### SELECTED PASSAGE
# The Online Photographer



## amolitor (Oct 2, 2012)

ToP is having a really interesting discussion on the nature of photography now:

The Online Photographer: Do You Have to Push the Button?

See also the previous post, specifically about Doug Rickard's book.


----------



## The_Traveler (Oct 2, 2012)

That thread and the one before it are quite fun to read and a good explication of all the ways to think about Rickard's book.

External to that discussion, there are lots of terrific single comments; this is one that really struck me.


by David M Flores 



> "Many photographers are caught in a gilded cage, where the fundamentals  of the craft (the decisive moment/don't 'spray and pray,' the rule of  thirds, the superiority of 'full frame' and the optical viewfinder,  etc.) almost guarantees that the resulting photographs will have a whiff  of 'I've seen that somewhere before.'* Interesting and new things happen  when we discard these sacred cows and fully embrace our digital and  networked age*. Congrats to Rickard for trying something different...."


----------



## Derrel (Oct 2, 2012)

Yeah, I read that essay yesterday on TOP, and thought immediately about the discussion we had here a few days ago, about Rickard's book. I was so disgusted by the comments bashing his book that I left that thread and never went back to it.


----------



## amolitor (Oct 2, 2012)

On the subject of book-bashing, the thing that interests me MOST is that nobody seems to know or care whether Rickard sought and got permission from google. For all we know, he DID, which makes all the "OMG COPYRIGHT INTELLECTUAL PROPERTY PLAGIARISM!" stuff vanish like smoke.


----------



## pixmedic (Oct 2, 2012)

amolitor said:
			
		

> On the subject of book-bashing, the thing that interests me MOST is that nobody seems to know or care whether Rickard sought and got permission from google. For all we know, he DID, which makes all the "OMG COPYRIGHT INTELLECTUAL PROPERTY PLAGIARISM!" stuff vanish like smoke.

### PROVIDED INFORMATION
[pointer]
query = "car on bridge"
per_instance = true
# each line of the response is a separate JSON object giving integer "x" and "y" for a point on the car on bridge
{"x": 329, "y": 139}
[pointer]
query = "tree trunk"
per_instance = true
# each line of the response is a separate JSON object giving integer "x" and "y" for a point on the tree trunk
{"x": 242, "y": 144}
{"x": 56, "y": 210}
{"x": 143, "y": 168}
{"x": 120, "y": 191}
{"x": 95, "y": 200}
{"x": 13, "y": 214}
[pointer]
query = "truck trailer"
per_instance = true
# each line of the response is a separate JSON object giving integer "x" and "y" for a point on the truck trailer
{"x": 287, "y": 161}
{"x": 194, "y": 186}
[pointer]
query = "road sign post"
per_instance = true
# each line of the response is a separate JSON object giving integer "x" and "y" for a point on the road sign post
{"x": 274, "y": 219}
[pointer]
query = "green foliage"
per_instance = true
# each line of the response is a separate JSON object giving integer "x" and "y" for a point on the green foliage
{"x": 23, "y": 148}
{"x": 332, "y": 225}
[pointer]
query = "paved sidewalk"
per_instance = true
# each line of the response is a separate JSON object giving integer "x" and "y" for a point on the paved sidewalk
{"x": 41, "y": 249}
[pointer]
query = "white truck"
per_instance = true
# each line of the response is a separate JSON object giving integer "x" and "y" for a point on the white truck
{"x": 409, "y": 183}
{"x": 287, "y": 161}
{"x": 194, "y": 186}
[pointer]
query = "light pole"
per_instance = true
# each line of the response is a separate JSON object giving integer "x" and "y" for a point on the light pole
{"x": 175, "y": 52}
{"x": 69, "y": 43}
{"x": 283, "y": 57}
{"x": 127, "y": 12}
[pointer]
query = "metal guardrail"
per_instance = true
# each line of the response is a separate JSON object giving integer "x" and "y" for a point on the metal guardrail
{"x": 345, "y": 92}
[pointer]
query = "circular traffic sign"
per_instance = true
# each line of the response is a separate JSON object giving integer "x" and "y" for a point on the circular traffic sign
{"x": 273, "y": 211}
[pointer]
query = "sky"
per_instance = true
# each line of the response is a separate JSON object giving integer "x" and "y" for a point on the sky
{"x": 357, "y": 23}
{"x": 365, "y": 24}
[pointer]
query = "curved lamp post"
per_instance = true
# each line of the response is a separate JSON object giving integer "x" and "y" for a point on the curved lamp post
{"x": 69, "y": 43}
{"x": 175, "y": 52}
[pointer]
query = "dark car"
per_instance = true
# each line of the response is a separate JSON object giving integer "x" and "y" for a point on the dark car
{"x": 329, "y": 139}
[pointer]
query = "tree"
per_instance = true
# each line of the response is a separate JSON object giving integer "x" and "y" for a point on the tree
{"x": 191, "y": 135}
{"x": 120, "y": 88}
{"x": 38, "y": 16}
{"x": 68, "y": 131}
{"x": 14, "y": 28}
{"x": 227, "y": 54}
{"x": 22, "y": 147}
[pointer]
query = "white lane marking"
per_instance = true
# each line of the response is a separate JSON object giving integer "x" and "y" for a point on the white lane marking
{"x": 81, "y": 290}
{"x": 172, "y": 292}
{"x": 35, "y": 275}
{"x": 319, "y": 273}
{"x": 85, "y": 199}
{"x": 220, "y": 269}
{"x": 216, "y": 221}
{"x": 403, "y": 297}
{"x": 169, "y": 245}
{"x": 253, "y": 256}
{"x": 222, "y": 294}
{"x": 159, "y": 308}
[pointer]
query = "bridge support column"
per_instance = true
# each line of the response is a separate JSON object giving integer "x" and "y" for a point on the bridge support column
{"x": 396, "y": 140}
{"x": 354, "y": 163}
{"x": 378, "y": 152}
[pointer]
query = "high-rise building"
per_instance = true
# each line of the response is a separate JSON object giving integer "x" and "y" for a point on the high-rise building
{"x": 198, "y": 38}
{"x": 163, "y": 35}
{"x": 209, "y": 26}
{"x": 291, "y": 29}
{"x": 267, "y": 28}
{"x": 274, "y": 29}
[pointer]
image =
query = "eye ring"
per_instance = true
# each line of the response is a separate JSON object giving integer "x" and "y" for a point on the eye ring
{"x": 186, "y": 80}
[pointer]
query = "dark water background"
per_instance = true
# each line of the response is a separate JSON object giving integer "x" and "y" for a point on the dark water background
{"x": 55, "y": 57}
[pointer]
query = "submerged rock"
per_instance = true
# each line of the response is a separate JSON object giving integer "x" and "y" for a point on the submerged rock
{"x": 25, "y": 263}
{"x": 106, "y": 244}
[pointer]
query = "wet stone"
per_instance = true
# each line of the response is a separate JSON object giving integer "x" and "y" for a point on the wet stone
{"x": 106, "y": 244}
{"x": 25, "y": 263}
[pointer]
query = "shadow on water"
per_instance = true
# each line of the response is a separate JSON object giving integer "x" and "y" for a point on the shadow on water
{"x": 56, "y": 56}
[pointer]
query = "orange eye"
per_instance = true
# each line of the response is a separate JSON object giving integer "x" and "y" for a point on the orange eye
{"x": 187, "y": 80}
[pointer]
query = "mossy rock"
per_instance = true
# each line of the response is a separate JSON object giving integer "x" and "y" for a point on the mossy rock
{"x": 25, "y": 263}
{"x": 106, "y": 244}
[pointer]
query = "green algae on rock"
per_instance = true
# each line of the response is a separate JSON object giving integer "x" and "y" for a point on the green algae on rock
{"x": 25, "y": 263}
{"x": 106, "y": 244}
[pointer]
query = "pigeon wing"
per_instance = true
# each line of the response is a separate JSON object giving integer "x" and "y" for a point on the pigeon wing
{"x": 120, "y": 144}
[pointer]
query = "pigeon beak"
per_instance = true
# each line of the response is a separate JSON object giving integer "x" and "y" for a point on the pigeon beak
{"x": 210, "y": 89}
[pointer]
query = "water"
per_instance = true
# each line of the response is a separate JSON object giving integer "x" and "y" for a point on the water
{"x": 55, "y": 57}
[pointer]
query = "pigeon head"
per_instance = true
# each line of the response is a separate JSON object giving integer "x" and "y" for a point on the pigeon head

### EXERCISE TASK
Can you reproduce the forum thread about Doug Rickard's book word for word, from start to finish?

### FINISHED TASK
# The Online Photographer



## amolitor (Oct 2, 2012)

ToP is having a really interesting discussion on the nature of photography now:

The Online Photographer: Do You Have to Push the Button?

See also the previous post, specifically about Doug Rickard's book.


----------



## The_Traveler (Oct 2, 2012)

That thread and the one before it are quite fun to read and a good explication of all the ways to think about Rickard's book.

External to that discussion, there are lots of terrific single comments; this is one that really struck me.


by David M Flores 



> "Many photographers are caught in a gilded cage, where the fundamentals  of the craft (the decisive moment/don't 'spray and pray,' the rule of  thirds, the superiority of 'full frame' and the optical viewfinder,  etc.) almost guarantees that the resulting photographs will have a whiff  of 'I've seen that somewhere before.'* Interesting and new things happen  when we discard these sacred cows and fully embrace our digital and  networked age*. Congrats to Rickard for trying something different...."


----------



## Derrel (Oct 2, 2012)

Yeah, I read that essay yesterday on TOP, and thought immediately about the discussion we had here a few days ago, about Rickard's book. I was so disgusted by the comments bashing his book that I left that thread and never went back to it.


----------



## amolitor (Oct 2, 2012)

On the subject of book-bashing, the thing that interests me MOST is that nobody seems to know or care whether Rickard sought and got permission from google. For all we know, he DID, which makes all the "OMG COPYRIGHT INTELLECTUAL PROPERTY PLAGIARISM!" stuff vanish like smoke.


----------



## pixmedic (Oct 2, 2012)

amolitor said:
			
		

> On the subject of book-bashing, the thing that interests me MOST is that nobody seems to know or care whether Rickard sought and got permission from google. For all we know, he DID, which makes all the "OMG COPYRIGHT INTELLECTUAL PROPERTY PLAGIARISM!" stuff vanish like smoke.